Referring expression data:
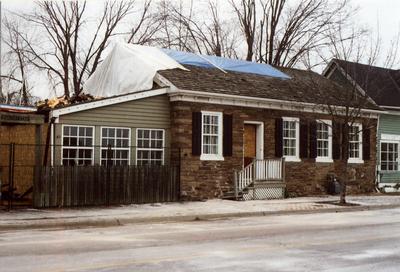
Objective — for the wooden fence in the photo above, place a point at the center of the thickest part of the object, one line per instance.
(69, 186)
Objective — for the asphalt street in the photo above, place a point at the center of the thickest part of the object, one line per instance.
(349, 241)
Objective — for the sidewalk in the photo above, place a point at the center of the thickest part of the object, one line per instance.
(185, 211)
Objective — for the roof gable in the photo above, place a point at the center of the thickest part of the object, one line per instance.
(381, 84)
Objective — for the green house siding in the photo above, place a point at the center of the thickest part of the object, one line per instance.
(151, 112)
(388, 124)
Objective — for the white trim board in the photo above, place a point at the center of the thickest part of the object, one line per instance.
(389, 137)
(106, 102)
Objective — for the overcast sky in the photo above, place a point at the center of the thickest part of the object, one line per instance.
(373, 13)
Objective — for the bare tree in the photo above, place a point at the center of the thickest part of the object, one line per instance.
(70, 51)
(184, 30)
(284, 32)
(361, 47)
(16, 63)
(246, 14)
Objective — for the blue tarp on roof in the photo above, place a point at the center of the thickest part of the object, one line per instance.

**BRIEF**.
Give back the records above word for word, minus any image they hold.

**RESPONSE BELOW**.
Objective — for the wooden fence in the photo above, place a point at the center of the thickest part of the object, one line per instance.
(69, 186)
Objective — for the asphalt street in the photo above, place a point at the center of the thickest part of the object, one line per instance.
(349, 241)
Objective — for the sidewalk in the photo above, place a point at the center of the thickest part of the object, one line per instance.
(185, 211)
Objective — for the roof gable in the photo above, place a point at the center of the thickest part of the object, one line per instance.
(381, 84)
Objective — for the green house siding in the photo above, place a point at the center of the thickest part of the object, one line per instance.
(151, 112)
(388, 124)
Objective — for the white trim board in the photo above, place a point at the center of the thickest part of the object, one line per instance.
(389, 137)
(106, 102)
Objective — for the overcast sky in the photo above, place a point at the center of the thickest part of the object, one line per instance.
(373, 13)
Objective — for the bare tree in the photo above, place a point at the center of the thickest part of the object, one line per instance.
(70, 51)
(184, 30)
(284, 32)
(361, 47)
(16, 63)
(246, 14)
Objective — for the blue tarp on roof in the photo above, place a point at the center of the thickest part of the object, one line per instance.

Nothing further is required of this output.